### Given task
Reproduce every entry below verbatim, line for line, omitting the pictures.

### Given data
▶
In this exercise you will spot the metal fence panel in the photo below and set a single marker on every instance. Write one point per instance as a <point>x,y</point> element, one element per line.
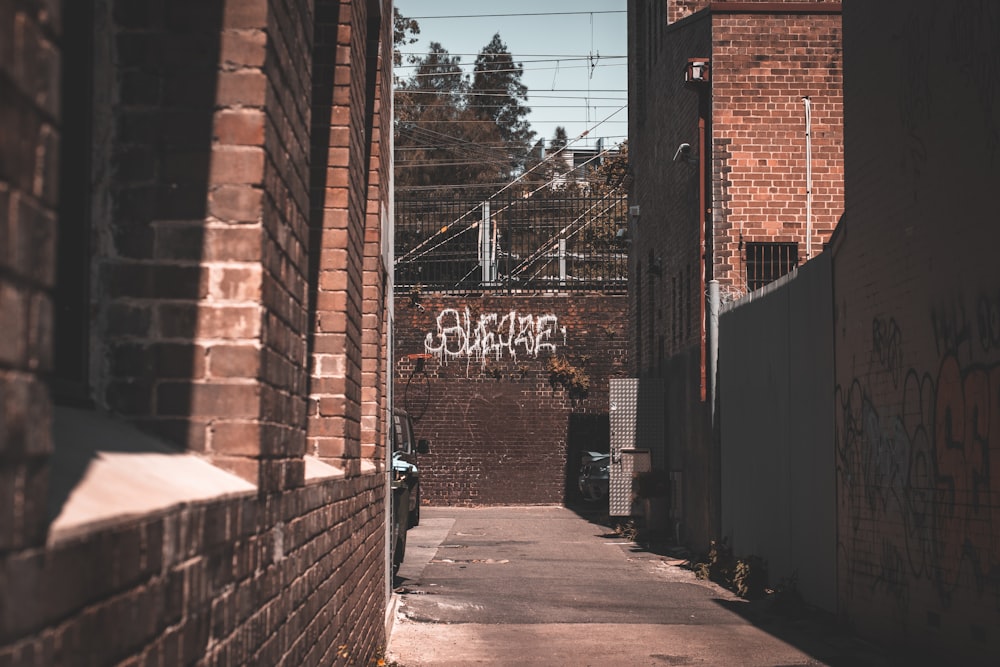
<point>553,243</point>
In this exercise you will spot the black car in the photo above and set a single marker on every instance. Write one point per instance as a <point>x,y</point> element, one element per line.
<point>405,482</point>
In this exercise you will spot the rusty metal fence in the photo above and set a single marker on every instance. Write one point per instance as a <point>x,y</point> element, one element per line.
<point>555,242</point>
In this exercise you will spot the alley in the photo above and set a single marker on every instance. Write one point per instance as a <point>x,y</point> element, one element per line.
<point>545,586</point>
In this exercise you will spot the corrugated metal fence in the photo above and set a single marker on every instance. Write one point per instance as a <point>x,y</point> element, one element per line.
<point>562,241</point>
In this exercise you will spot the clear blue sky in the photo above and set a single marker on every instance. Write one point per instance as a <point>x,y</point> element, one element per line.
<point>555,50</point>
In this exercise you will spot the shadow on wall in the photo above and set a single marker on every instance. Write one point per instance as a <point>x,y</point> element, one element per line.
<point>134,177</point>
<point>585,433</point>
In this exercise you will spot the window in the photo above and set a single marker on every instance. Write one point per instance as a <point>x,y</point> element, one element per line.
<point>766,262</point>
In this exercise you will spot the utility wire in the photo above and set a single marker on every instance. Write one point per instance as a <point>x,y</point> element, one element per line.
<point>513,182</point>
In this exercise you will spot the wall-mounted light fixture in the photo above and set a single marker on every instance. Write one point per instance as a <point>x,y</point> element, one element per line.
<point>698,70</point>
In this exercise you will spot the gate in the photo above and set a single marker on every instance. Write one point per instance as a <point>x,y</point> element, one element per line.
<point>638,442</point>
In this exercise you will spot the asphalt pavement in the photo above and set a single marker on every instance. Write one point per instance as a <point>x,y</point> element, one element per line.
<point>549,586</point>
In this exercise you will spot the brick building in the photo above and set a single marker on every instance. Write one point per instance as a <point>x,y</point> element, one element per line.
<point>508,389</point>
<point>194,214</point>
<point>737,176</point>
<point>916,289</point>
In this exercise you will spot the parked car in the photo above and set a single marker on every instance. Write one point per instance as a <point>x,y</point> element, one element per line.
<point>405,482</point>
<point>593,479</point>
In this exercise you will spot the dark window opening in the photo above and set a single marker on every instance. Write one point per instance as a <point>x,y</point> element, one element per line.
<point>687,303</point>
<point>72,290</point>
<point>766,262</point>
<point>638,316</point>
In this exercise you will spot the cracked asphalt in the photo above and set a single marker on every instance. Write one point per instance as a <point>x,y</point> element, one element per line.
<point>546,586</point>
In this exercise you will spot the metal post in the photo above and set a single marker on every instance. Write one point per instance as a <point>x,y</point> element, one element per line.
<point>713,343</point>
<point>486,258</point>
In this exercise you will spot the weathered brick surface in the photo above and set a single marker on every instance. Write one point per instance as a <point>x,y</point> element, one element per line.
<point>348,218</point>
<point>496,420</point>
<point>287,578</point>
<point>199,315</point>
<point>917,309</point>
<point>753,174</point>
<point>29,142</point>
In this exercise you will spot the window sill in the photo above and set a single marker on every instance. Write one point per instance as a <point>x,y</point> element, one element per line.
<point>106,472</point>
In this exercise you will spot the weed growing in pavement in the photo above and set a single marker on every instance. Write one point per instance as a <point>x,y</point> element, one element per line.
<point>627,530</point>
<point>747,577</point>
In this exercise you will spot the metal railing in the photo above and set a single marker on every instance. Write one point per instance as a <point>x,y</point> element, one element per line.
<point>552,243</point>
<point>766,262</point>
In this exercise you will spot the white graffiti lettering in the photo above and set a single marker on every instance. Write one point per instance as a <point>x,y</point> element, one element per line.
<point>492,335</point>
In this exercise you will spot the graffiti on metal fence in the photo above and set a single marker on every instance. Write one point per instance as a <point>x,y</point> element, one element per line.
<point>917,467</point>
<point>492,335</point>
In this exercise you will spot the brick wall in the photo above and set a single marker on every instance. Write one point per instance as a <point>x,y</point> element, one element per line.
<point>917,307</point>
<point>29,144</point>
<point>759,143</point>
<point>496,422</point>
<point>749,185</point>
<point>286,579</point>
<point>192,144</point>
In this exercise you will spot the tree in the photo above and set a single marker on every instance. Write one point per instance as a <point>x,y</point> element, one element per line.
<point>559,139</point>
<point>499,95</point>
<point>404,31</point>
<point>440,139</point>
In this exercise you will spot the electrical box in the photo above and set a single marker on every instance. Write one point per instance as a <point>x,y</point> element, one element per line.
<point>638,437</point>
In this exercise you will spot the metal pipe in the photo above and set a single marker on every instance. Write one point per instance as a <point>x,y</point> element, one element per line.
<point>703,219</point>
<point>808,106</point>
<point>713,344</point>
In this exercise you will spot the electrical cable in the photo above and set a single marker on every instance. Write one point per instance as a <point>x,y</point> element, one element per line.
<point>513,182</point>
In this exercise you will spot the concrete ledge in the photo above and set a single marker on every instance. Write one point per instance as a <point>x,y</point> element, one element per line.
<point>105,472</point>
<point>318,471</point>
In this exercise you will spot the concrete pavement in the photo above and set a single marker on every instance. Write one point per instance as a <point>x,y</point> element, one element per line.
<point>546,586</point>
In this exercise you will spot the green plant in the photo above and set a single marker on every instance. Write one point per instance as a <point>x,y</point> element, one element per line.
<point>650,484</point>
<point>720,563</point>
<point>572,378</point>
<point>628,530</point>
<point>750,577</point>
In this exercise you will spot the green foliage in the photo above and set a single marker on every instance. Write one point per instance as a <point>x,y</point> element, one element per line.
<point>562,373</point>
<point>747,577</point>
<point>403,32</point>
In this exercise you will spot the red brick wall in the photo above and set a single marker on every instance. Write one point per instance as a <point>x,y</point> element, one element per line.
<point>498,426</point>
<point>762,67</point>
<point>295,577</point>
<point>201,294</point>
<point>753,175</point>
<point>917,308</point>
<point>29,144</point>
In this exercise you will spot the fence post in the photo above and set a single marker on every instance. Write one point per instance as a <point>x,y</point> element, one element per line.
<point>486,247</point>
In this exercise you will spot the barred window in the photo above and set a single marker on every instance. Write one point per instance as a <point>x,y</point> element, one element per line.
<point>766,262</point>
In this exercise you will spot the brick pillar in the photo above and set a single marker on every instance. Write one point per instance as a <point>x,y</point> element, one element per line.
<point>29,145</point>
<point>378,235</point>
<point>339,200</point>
◀
### Solution for this problem
In this exercise you will spot the metal fence panel in the photo below and set a single marker on every instance. Write one point per instance as a <point>x,y</point> element, one element per line.
<point>553,243</point>
In this exercise you will spot the black car in the photo above and set a single marker on every instance. Write one point per instance as a <point>x,y</point> element, one element per line.
<point>405,482</point>
In this exercise you will spot the rusty metal fence in the photo above and set a single marker on every instance. Write one point per instance as a <point>x,y</point> element, one element per line.
<point>555,242</point>
In this exercise you will spot the alley in the photo above and set a single marker on every instance. Write one point per instance as a <point>x,y</point> element, one element per line.
<point>545,586</point>
In this exercise you will spot the corrugated metal fence in the photo above and set a single marker on every instance. Write one point per instance as a <point>x,y</point> element, one element per line.
<point>562,241</point>
In this exercise you will spot the clear blue sky in the photo above and set a single marker on every instance. Write one point per instance as a <point>x,y</point> element, one element per line.
<point>555,50</point>
In this exercise you will spot the shadow on wall in the photo above and set a single marker on every instance. Write one point per instance as a <point>x,y</point> element, one element per line.
<point>134,177</point>
<point>585,433</point>
In this exercise you will spot the window in the photo above and set a single marker on every instance. Write one point per instance as a <point>x,y</point> element, one element per line.
<point>766,262</point>
In this exercise you will spot the utility wire in the photo above and set a single marker on every instance. Write one point per instance as a <point>x,y</point> element, one element per line.
<point>513,182</point>
In this exercise you will spot the wall-mounted light fixture in the photo above and set a single marker on every instance. Write one point per instance as a <point>x,y</point> element, one element per line.
<point>698,70</point>
In this exercise you will spot the gate in the photo above and set a single marker on every instance. Write one point per instance as a <point>x,y</point> element, one element per line.
<point>638,442</point>
In this exercise you will spot the asphalt pavement in the photo above and set a single marker on every instance. Write one point per instance as a <point>x,y</point> element, one element per line.
<point>549,586</point>
In this exercise you will spot the brick building in the photo above and set a single marker on every instance. Write one point per instance as a <point>x,y</point> element, one element per line.
<point>508,389</point>
<point>194,214</point>
<point>737,176</point>
<point>916,289</point>
In this exercise you will spot the parked car in the photo above and set a single marker on every instance. Write one point per instance as a <point>x,y</point> element, one element per line.
<point>405,482</point>
<point>593,479</point>
In this exercise you will spot the dark window opening in the photo above and set a single marker on every instance. Write one point per instance as a <point>x,y</point> element, one element per line.
<point>687,303</point>
<point>72,290</point>
<point>766,262</point>
<point>638,316</point>
In this exercise you will spot the cracked asphalt in the photo above and set a single marker on every instance. Write one point per instance as a <point>x,y</point> element, one element per line.
<point>546,586</point>
In this exercise you will spot the metal post in the photo above and set a single marker on every instance. Write one point per instance as a <point>x,y</point> element, one element per line.
<point>713,343</point>
<point>486,258</point>
In this exercise you will spot the weathered brick surface in the photo above and set a single marker on every instance. Write one point per instance as a <point>x,y</point> element, one element per line.
<point>348,218</point>
<point>496,420</point>
<point>287,578</point>
<point>199,315</point>
<point>917,309</point>
<point>753,174</point>
<point>29,142</point>
In this exercise you will spot the window sill in the photo above and set a single marker on every instance. Write one point per instance as a <point>x,y</point> element, one element per line.
<point>106,472</point>
In this exercise you will spot the weed growing in pavement in the photo above and set a single marker on every instance. Write one point per instance as a <point>x,y</point> element, one element per line.
<point>627,530</point>
<point>747,577</point>
In this exercise you will spot the metal railing in the photo above and set a single marker on every instance. Write one point per instance as a <point>x,y</point> element, one element per line.
<point>552,243</point>
<point>766,262</point>
In this exercise you will spot the white graffiti lettering in the photo above and set a single marker on every instance. Write one point per instance as a <point>x,y</point> element, one element per line.
<point>492,335</point>
In this exercise you will spot the graffiti on metal fence in the photo above and set a single marker on every instance. Write one point per instance as a <point>x,y</point> element, one element per line.
<point>917,467</point>
<point>492,335</point>
In this exercise you will spot the brick wall in the photo above and set a single marker on every instance. Write one point per instance as a <point>x,y</point> element, one element per line.
<point>917,307</point>
<point>29,144</point>
<point>759,143</point>
<point>496,422</point>
<point>749,185</point>
<point>286,579</point>
<point>192,144</point>
In this exercise you will spot the tree in the photo above and set a single marker on every instance. Write one point per instance as a <point>x,y</point> element, one element per line.
<point>559,139</point>
<point>499,95</point>
<point>404,31</point>
<point>440,139</point>
In this exercise you will spot the electrical box in the photo above and set a single marker on every instance. Write one point per instance as a <point>x,y</point> element, one element per line.
<point>638,437</point>
In this exercise you will spot the metal pipe in the photo above and set a single marker on every instance. Write one point per instance as a <point>x,y</point> element, one element per line.
<point>703,219</point>
<point>808,106</point>
<point>713,344</point>
In this exercise you will spot the electrical cable in the photo above and set a single marker on every instance. Write one point per instance as a <point>x,y</point> element, one element per line.
<point>513,182</point>
In this exercise you will spot the concrete ledge in the photo above and set a single marker on every instance. Write one point per instance as a <point>x,y</point> element, one element per line.
<point>105,472</point>
<point>318,471</point>
In this exercise you will spot the concrete pavement in the photo above and set a single marker on every instance. Write one point per instance as a <point>x,y</point> element, one element per line.
<point>546,586</point>
In this exercise you will spot the green plant in the photo above and set a single marker on every instance. Write one point per instance as a <point>x,y</point> element, one element per line.
<point>650,484</point>
<point>720,563</point>
<point>572,378</point>
<point>628,530</point>
<point>750,577</point>
In this exercise you will spot the green foliage in the photo above and set a single marker on every instance. Write one point per instance as a <point>x,y</point> element, one element per line.
<point>562,373</point>
<point>747,577</point>
<point>403,32</point>
In this exercise you will spot the red brick wall in the photo above and set a single marker on every instance. Write one point per instance as a <point>x,y</point> element, one element per line.
<point>498,426</point>
<point>762,67</point>
<point>295,577</point>
<point>201,294</point>
<point>753,175</point>
<point>917,308</point>
<point>29,144</point>
In this exercise you will spot the fence post in the photo above and set a single marker on every instance. Write one point per instance as a <point>x,y</point> element, one element per line.
<point>486,247</point>
In this exercise you will spot the barred window in the photo above and set a single marker on every instance. Write one point per instance as a <point>x,y</point> element, one element per line.
<point>766,262</point>
In this exercise you will spot the brick pillar in the photo above and set a single marker on every instance. Write one point per instance as a <point>x,y</point> element, one element per line.
<point>29,145</point>
<point>378,235</point>
<point>339,200</point>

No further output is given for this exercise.